▶ Your objective
Reproduce every line of the material below exactly. No pictures belong in the copy.

:: Records for this exercise ::

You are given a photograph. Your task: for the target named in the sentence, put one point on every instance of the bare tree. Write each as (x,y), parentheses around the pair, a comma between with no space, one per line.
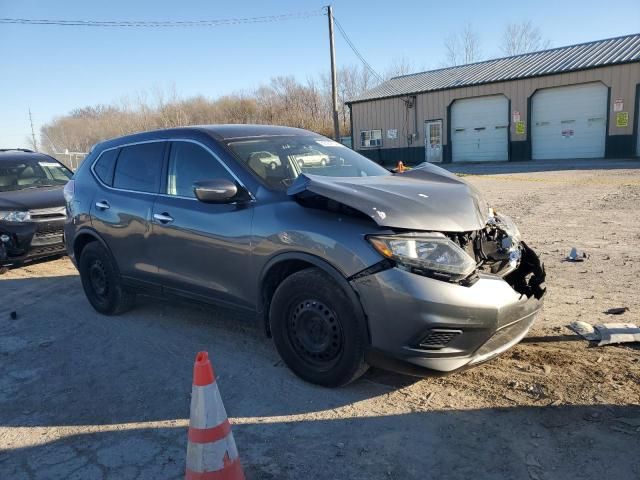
(462,48)
(523,37)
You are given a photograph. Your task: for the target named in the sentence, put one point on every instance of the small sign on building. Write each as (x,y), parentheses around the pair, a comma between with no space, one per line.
(622,119)
(618,105)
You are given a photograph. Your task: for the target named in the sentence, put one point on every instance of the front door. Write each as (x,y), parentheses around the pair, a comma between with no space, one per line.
(122,206)
(202,250)
(433,141)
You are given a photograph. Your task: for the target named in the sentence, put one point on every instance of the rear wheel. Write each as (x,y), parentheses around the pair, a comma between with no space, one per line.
(102,282)
(316,330)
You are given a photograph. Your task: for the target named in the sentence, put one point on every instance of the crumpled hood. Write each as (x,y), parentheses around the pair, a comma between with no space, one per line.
(425,198)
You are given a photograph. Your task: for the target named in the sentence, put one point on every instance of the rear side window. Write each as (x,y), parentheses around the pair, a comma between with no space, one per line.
(139,167)
(190,163)
(105,165)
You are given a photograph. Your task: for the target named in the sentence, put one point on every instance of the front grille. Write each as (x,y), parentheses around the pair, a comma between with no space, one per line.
(44,229)
(438,338)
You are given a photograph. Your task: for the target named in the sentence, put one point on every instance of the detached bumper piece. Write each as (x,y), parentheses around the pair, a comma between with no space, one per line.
(420,325)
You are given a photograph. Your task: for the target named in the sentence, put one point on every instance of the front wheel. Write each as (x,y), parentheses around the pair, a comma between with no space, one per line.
(102,282)
(316,330)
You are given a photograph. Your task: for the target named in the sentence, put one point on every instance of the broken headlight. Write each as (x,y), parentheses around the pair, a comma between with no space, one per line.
(426,253)
(14,216)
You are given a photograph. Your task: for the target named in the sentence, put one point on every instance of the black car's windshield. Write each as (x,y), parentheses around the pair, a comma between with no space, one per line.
(278,160)
(21,174)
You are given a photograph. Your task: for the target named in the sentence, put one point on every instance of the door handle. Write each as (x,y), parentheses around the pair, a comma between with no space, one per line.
(163,217)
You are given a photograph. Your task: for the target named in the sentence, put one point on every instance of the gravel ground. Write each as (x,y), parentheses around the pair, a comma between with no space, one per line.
(84,396)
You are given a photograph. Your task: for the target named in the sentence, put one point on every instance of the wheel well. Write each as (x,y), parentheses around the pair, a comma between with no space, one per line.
(274,277)
(82,241)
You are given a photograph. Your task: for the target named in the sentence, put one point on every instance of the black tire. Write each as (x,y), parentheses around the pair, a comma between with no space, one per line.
(316,330)
(102,282)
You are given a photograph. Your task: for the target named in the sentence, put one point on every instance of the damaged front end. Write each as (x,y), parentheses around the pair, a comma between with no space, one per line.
(499,250)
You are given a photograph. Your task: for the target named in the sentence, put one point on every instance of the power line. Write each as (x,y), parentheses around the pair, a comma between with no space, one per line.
(356,51)
(385,85)
(163,23)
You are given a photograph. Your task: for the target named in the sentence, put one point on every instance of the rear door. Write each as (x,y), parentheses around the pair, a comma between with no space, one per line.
(202,249)
(121,212)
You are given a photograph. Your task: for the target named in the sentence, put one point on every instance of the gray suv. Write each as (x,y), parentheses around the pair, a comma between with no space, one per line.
(344,263)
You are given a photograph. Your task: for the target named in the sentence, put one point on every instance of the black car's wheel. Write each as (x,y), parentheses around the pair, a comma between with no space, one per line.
(101,281)
(316,330)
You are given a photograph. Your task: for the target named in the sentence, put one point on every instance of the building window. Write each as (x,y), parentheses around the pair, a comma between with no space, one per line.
(371,138)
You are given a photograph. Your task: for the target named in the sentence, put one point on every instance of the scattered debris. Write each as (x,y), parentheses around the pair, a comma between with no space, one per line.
(576,255)
(618,333)
(585,330)
(607,333)
(617,311)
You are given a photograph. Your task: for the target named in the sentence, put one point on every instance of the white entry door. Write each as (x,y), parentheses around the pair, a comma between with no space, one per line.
(433,141)
(569,122)
(480,129)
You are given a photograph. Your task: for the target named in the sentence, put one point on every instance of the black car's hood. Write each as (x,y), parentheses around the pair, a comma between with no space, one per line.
(425,198)
(32,198)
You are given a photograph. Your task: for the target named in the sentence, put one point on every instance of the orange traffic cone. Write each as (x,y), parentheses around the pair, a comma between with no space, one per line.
(211,451)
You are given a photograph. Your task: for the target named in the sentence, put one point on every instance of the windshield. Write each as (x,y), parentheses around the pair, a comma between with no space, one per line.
(279,160)
(21,174)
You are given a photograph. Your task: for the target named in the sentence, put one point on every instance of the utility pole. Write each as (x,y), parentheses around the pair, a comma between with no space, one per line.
(334,77)
(33,134)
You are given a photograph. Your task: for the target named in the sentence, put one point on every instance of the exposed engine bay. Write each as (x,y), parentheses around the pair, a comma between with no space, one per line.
(498,250)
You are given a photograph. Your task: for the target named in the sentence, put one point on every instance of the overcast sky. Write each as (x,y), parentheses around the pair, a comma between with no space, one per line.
(54,69)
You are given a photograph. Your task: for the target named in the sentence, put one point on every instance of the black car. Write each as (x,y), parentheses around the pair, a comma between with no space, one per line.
(32,210)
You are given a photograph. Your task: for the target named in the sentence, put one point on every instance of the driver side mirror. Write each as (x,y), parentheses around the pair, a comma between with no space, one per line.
(219,190)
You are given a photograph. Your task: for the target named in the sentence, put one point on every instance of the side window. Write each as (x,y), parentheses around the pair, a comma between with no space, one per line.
(139,167)
(105,165)
(190,163)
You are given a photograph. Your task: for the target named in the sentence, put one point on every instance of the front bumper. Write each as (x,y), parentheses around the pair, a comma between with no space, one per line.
(419,324)
(30,241)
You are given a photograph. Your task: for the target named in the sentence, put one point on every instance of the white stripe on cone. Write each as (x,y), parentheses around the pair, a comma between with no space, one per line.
(207,410)
(209,457)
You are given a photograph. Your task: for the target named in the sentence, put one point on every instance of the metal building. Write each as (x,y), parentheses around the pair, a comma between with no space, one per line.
(579,101)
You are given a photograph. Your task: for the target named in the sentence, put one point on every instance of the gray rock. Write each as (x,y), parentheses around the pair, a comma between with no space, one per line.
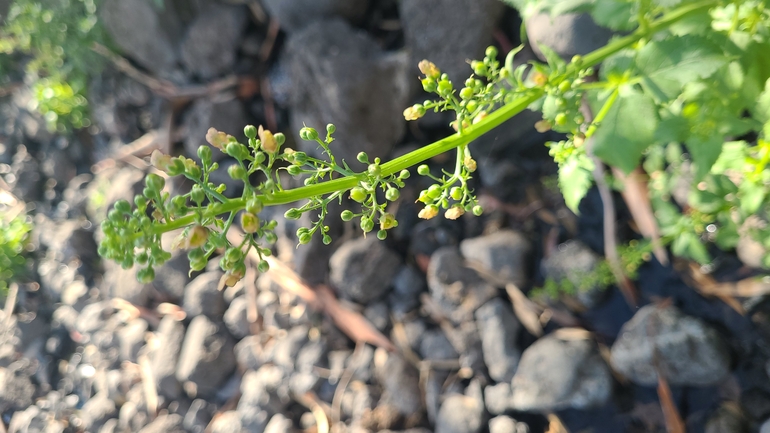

:::

▶ Answer for the task
You are given a photograph. Your task: for the target named in the sentence, put one point on every instance of the bare tree. Write each as (x,y), parentheses around the pair, a comma between with no space, one per line.
(462,48)
(523,37)
You are given a photograph. Your task: for the target named in the sentence, put one point on every instance of the small sign on building. Write each as (x,y), parentheses around the pair, a comma between with no space, one per line.
(622,119)
(618,105)
You are given a photograph. Your task: for the target named in the sentence, put one point on every instance of the front door. Write each as (x,y), parentheses around the pair, a comma between with no space, one per line.
(122,206)
(202,250)
(433,141)
You are given a photograph. Your task: for the target named in the sentence, put one point on every instance of the rear wheel. Write each as (x,y), parentheses around the pair, a comma between with no space, one per line.
(102,282)
(316,330)
You are given a photograph. Your task: for the target named in the sentence, put one point on every instance of the crumpled hood. Write each as (x,y), parentheses around the pair, a comma between with no space, one per line.
(425,198)
You are given a photograph. Your task: for the target named in the sentence, put one point on every instance of the rear side window. Write each as (x,y), parentheses around the pair, a comma between with no space, one per line.
(139,167)
(190,163)
(105,165)
You are given a photograph. Your task: for the target named in the sentence, put one point on every instance of the front grille. Write each as (x,y), parentheses around the pair, a comma between with no space, one per line.
(44,229)
(438,338)
You are given a photograph. Your task: for the target named in the sentence, put one point on every instance of the detached bumper piece. Write each as (x,y), parentheses around the pair, a comma between with no space, one per line.
(420,325)
You are given a photograph. Your task: for the target named in the sentence, put one point on every instance of the front wheel. Write each as (x,y), parentheses around the pair, a comma between with no space, one per line.
(102,282)
(316,330)
You are given a photograph. Your task: for the target named in the sentence, put one point on every instance of the broken headlight. Write each as (x,y), parentheses around the pair, a comma between with no space, one per line.
(426,253)
(14,216)
You are given a photograph. Your task: for the target named in the sentence, put one point on every instance of the black car's windshield. Write each as (x,y), parentheses around the pair, a comma between with no space, one per line.
(278,160)
(21,174)
You are given a photograph. Your task: for the target named in the sentence, put one point on every instance of the door handle. Write each as (x,y), parentheses around the pair, a comma between with no space, one per line.
(163,217)
You are given a photograph. Your task: for the target named in the sentence, put one point on every instance of the gravel ground. Write each as (x,y), parentheses around the pair, a comma between with no space, one per line.
(84,396)
You are given a photograph. Your task: for the target named in the sentence, put one point on every instance of the wheel well. Write each as (x,y), parentheses around the pair, a comma between with no space, one per line.
(274,277)
(82,241)
You are given a photograph. Your task: for the target named in the sentence, put one point on every instance of the black tire. Write each as (x,y), parentheses around the pair, a comma between with no space, one per line.
(316,330)
(102,282)
You are given a photograph. Your task: for the target named in the sentence, put one point on every instance of the damaged front end. Write each as (x,y), parentheses around the pair, a comma between with no space, one per line.
(499,250)
You are given a photograph. Your task: for the target named in the sentence, put one point on every instance of the power line. Write each as (x,y), parentheses around the pair, a comma between with no space, one per line.
(356,51)
(385,85)
(163,23)
You are given a photograph. Your task: for the target named in the sentence, put one point on every instance of the rear door. Write each as (x,y), parentheses around the pair, a comma between with no space, one per line.
(202,249)
(121,212)
You are given a photograph. Your task: for the target named in the sentence, put one point on every instance of the gray suv. Write each as (x,y), parentheses around the pair, a comma between with no space, one per line.
(344,263)
You are given a photograph. Your task: for the target named in the sentence, put one point on every instance of the black car's wheel. Write each as (x,y), parentheses around the pair, a comma between with no space, one per line.
(101,281)
(316,330)
You are given a photograph. Your task: for the target named in the sentence, put one point on every instance of the building window. Write each as (x,y), parentheses around the pair, a comma between with no space, one per line.
(371,138)
You are given a photograph. Your task: for the target named in the sentence, put one point on every instance of the scattered debris. Write each as (x,y), parentheses around the pair, a comma between with no space, one per line.
(576,255)
(618,333)
(585,330)
(607,333)
(617,311)
You are given a photograph. Your task: for the target named in the sentence, put one point on every instance of the white entry door. Write each as (x,y), parentheses around the pair, a comma between with no space, one per line.
(433,141)
(569,122)
(480,129)
You are given a photograph. Your task: for the target named in the sentence, put one point on every instance of the black car's hood. Write each as (x,y), parentheses around the pair, a comma between with no space, one per line.
(425,198)
(32,198)
You are given a photograph. Your task: for the target named in the sentence, put one point on every instance of the orange traffic cone. Write each as (x,y), parentheses around the pair, a comma between with no space, one per line.
(211,451)
You are given a photograph. Your task: for the target named in the sentence, put one point on every instance of the windshield. Write each as (x,y), parentheses around the pair, a comma between with no space, one per line.
(279,160)
(21,174)
You are given a photograph. Your task: for the target named in the sentence, put one point on every instance of the utility pole. Write each as (x,y), parentheses around the pair, a comma between with no space, one per line.
(334,77)
(33,134)
You are given a photograph. Your task: for the target named in the sentence, put one point on every instance of the exposed engine bay. Write each as (x,y), parentheses around the pair, a comma between with no space, one per line.
(498,250)
You are given a photograph. Your task: for the target named in the sentence, put one point on every instance of the overcast sky. Write each as (x,y), parentheses around the pair, a comma between with no space, one per line.
(54,69)
You are given a photograph. Your task: for the target named in the sentence, put one point on every instance of the black car. Write each as (x,y), parentheses around the pair, a comma between with no space, one per line.
(32,210)
You are given a photograph. Your task: for the target named in the sentence, put one point on every instance of the driver side mirror. Write each as (x,y), parentheses around the pair, a comma between with no space, one per line.
(219,190)
You are given a photograph. Your task: for the target named in the sentence, put one point on every instance of the side window. Write each as (x,y), parentheses around the pair, a comma between with no space, one per line.
(139,167)
(105,165)
(190,163)
You are given a photograph. Your task: for the target named in the sentence, put one point on every instance of the front bumper. Write each as (x,y), parentheses around the pair, a comma between with no space, one per line.
(419,324)
(30,241)
You are given a photograph. Your task: for the target named in the sentence, put one point on every instance of the white stripe on cone. Write each as (x,y), parentheses around the pair, a comma between with no space, one per line.
(207,410)
(209,457)
You are given a photograph. Your task: for the target named in the sentence, put one point on every instance of the metal building. Write each as (x,y), parentheses around the pair, a comma between with no space, one per line.
(579,101)
You are given a photograph. Your task: for the target named in the sentence, put one point on every instance of the gray rock. Write each as (x,y), parentheses around the pair, a comma between with no space, one per line.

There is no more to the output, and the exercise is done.